§ **Exercise task**: Transcribe the lines of the records starting with the one that has "Question. Identify the blue" in it and ending with the last, and transcribe nothing else.

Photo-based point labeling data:
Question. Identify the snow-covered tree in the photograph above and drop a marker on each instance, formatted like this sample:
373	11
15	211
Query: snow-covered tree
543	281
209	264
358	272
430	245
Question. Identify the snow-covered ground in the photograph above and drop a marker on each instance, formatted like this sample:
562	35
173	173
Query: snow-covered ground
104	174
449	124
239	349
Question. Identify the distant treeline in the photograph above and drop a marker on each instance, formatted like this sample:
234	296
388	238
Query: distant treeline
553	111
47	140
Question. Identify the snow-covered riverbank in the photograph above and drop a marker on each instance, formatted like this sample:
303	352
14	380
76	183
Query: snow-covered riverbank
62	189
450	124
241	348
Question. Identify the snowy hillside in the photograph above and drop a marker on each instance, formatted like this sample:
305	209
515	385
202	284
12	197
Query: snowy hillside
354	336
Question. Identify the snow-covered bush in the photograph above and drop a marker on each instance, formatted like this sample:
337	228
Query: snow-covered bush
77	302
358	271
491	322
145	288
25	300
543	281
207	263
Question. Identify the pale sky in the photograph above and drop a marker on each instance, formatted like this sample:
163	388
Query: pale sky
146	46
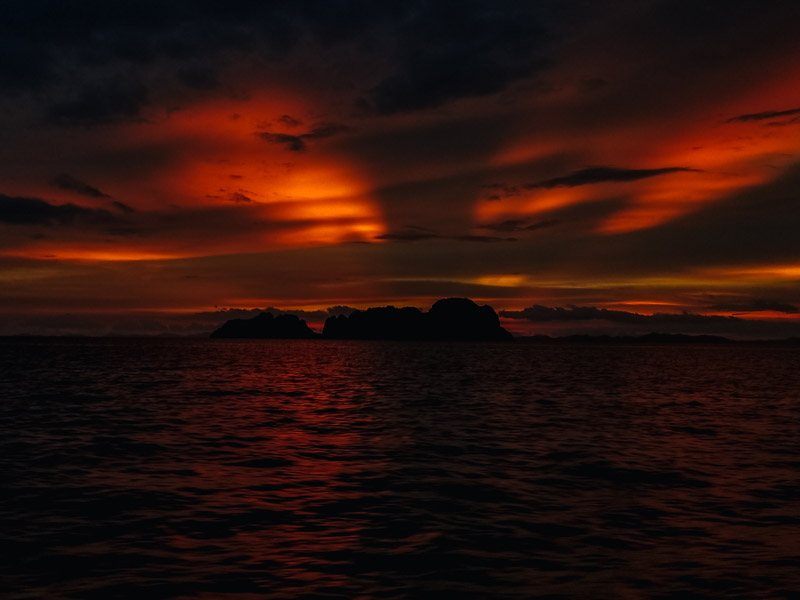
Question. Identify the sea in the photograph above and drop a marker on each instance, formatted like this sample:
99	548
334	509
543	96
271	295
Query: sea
361	470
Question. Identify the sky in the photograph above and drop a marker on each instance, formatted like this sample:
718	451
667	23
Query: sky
583	167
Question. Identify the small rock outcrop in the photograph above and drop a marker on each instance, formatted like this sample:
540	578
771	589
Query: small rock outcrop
266	326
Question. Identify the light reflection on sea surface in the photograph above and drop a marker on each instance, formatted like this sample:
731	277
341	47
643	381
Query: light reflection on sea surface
318	469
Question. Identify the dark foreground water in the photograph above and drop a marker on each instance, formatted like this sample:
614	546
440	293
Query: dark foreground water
265	469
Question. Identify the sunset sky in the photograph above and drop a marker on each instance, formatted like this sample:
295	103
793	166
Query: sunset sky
616	167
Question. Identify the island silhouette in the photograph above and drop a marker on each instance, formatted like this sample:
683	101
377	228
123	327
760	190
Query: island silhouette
449	319
266	326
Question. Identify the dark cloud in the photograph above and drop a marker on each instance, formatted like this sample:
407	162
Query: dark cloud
538	314
452	50
755	305
34	211
290	121
293	143
482	238
297	143
100	104
498	191
594	175
122	207
237	197
519	225
198	78
766	115
70	183
26	64
408	236
419	234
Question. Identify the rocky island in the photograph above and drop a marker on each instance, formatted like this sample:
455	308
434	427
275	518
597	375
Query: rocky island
450	319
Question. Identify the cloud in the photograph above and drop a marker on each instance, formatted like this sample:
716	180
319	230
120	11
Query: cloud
71	184
34	211
449	51
290	121
418	234
763	116
539	314
122	207
408	236
294	143
755	305
297	143
198	78
99	104
594	175
519	225
237	197
498	191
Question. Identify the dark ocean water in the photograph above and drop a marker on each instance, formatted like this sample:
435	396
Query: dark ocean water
359	470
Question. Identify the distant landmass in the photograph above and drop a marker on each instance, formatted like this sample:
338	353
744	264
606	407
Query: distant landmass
648	338
450	319
267	326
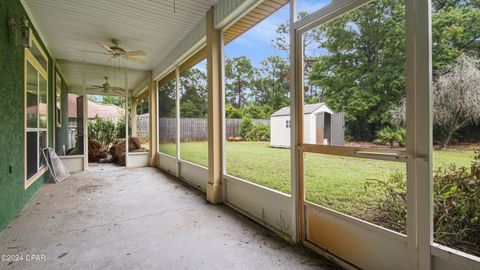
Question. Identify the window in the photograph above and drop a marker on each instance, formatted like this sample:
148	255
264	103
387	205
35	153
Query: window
353	81
58	100
257	98
140	119
193	115
167	122
36	112
456	125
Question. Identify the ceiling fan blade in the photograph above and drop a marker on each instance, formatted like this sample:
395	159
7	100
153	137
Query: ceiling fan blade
105	47
111	60
134	53
117	89
86	51
134	60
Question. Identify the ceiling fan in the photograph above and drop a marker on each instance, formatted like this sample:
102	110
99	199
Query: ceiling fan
107	89
116	52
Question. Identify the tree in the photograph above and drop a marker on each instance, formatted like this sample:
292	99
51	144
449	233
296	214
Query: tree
361	67
238	75
312	93
456	97
271	84
167	99
193	94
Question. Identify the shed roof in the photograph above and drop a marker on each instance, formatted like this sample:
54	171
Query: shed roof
307	109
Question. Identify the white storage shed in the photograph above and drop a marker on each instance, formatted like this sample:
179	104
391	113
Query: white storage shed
321	126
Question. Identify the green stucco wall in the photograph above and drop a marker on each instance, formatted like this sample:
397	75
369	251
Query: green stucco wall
61	133
13	196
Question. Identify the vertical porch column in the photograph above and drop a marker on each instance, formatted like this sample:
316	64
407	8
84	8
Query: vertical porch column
133	116
215	98
152	122
419	134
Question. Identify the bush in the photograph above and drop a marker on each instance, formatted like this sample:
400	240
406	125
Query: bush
103	131
232	112
106	131
389	136
259	132
456	195
245	126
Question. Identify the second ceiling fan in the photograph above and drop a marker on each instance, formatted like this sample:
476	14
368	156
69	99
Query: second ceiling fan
116	52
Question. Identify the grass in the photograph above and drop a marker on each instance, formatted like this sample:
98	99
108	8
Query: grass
333	181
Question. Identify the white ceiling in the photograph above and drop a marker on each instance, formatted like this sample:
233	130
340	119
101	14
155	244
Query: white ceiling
69	26
94	74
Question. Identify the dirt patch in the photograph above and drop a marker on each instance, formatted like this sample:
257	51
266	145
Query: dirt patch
88	188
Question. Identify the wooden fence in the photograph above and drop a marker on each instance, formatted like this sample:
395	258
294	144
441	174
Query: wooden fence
191	129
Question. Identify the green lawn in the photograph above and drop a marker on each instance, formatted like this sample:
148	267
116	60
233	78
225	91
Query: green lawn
334	181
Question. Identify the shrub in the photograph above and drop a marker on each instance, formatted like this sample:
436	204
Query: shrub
389	136
103	131
245	126
259	132
232	112
106	131
456	195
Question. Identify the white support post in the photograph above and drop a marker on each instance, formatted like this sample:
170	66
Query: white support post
293	125
85	131
126	119
177	101
419	134
85	122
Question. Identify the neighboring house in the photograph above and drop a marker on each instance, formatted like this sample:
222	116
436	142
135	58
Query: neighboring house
321	126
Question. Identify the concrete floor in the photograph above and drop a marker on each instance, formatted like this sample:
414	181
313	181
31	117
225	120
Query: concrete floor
117	218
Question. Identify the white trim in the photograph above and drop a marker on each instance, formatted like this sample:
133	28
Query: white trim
35	25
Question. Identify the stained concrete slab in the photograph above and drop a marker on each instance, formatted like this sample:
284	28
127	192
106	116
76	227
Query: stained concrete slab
117	218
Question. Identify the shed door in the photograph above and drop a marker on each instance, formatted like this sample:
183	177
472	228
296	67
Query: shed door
319	127
338	128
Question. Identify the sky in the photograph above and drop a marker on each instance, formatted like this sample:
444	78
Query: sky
256	43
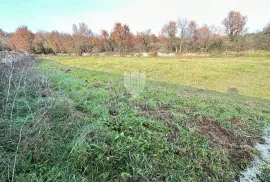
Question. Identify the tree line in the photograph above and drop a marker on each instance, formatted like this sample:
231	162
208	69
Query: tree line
178	36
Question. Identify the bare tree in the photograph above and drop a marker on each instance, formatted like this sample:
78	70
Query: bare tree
183	29
234	24
170	30
82	38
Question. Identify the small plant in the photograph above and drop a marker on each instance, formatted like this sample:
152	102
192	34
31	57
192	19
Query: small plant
233	90
153	54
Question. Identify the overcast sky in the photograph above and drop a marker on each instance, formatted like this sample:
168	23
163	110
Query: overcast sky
138	14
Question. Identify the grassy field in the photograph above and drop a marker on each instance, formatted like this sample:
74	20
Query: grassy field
171	131
249	74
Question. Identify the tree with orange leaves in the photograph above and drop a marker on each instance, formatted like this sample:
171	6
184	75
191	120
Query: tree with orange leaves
22	40
121	36
104	38
234	24
169	30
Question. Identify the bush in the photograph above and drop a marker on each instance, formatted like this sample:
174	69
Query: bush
153	54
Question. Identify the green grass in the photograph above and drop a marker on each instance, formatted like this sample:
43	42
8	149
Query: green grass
170	132
249	74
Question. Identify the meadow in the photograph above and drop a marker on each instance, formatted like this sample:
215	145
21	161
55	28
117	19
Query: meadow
249	74
192	118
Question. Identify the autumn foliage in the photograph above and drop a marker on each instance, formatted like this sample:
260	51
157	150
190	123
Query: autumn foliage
22	40
178	36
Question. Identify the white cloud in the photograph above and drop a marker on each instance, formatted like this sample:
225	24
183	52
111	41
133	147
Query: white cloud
153	14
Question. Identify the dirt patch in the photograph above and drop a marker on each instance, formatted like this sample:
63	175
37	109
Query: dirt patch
238	148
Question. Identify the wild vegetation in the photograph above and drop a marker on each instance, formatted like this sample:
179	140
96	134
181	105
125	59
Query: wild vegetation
74	118
178	36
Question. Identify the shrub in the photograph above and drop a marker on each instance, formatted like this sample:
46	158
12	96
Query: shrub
153	54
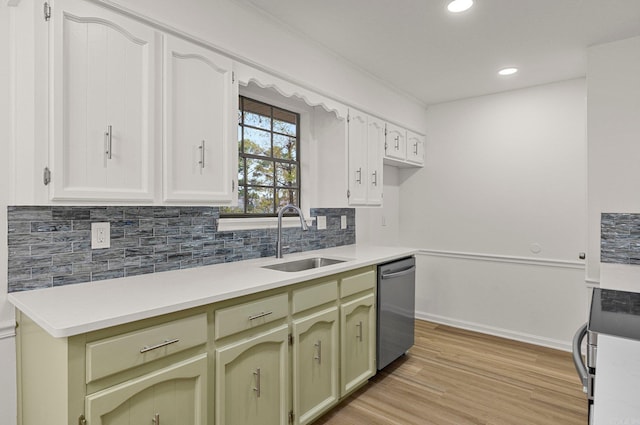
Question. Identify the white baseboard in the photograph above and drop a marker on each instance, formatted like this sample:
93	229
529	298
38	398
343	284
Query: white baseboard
490	330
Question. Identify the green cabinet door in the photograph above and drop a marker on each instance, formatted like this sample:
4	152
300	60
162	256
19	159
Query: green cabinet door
252	380
176	395
315	364
358	353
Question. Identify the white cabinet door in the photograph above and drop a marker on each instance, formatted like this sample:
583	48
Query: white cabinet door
375	142
415	148
175	395
366	138
395	146
358	174
103	84
200	120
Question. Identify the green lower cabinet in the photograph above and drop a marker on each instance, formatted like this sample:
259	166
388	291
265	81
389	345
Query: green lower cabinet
315	364
252	380
176	395
358	350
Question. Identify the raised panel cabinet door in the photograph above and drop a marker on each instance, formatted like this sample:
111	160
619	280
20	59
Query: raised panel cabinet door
252	380
103	96
415	148
357	135
176	395
315	364
357	345
200	120
375	142
395	142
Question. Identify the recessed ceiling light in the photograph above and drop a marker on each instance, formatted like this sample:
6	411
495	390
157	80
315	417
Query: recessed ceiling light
457	6
507	71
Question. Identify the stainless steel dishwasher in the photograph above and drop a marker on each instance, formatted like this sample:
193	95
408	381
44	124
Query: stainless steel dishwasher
396	309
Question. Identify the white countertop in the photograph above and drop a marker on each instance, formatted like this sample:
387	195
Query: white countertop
74	309
617	381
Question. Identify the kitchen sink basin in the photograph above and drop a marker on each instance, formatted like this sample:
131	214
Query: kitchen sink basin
303	264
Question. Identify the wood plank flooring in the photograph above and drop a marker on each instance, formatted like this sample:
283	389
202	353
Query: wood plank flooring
457	377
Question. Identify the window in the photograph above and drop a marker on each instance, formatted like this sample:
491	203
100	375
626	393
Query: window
268	159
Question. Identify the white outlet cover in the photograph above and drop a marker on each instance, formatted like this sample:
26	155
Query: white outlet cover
100	235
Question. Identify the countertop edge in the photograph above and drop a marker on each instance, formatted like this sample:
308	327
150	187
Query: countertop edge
58	324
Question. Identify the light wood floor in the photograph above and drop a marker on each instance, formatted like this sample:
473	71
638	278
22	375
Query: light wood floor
456	377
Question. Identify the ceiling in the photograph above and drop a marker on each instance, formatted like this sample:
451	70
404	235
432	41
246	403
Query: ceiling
432	55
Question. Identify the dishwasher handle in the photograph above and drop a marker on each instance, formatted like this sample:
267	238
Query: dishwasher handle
581	368
399	273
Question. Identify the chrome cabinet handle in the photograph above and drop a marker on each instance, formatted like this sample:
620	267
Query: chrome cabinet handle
201	162
257	387
259	315
107	141
386	275
162	344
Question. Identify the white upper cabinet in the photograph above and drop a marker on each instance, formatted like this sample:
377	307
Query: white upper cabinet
395	146
357	139
365	138
403	148
375	139
200	120
103	74
415	148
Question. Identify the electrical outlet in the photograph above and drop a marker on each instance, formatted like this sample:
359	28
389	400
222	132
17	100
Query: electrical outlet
100	235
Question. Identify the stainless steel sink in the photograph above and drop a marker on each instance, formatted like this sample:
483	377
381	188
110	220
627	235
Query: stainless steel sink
303	264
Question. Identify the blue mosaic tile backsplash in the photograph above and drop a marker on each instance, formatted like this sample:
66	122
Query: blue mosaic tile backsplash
51	246
620	238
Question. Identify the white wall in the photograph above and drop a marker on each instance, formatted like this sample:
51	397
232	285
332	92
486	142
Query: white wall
7	344
381	226
613	82
501	207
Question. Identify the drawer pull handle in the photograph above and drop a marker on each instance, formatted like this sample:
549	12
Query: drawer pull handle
108	135
257	388
201	162
318	357
259	315
162	344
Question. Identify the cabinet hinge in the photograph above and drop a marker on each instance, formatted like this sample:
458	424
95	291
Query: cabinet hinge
47	11
46	176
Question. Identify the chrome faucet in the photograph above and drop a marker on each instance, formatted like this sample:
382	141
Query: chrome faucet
303	224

§ **Completed task**:
Question. Identify the blue mosaic tile backsplash in the photograph above and drop a marker on each instance, formatted like this sample:
66	122
Query: blue mosaic tile backsplash
51	246
620	238
Question. Identify the white wall in the photograph above and drop a marker on each instance, formatted like this sample:
51	397
232	285
332	92
486	142
Query: white wall
7	344
381	226
613	82
501	207
Question. Identify the drawer pull handle in the photograph above and drop a marker on each instance, formatted like this sample:
549	12
Query: drawer pull handle
108	135
257	388
201	162
318	357
259	315
162	344
Question. Identify the cabinet hinge in the photograph above and drop a marker on each instance, formatted like this sample:
458	424
95	291
Query: cabinet hinge
47	11
46	176
Question. Identify the chrome faucet in the photograph above and drop a marker on each instance, formatted like this sample:
382	141
Query: chrome faucet
303	224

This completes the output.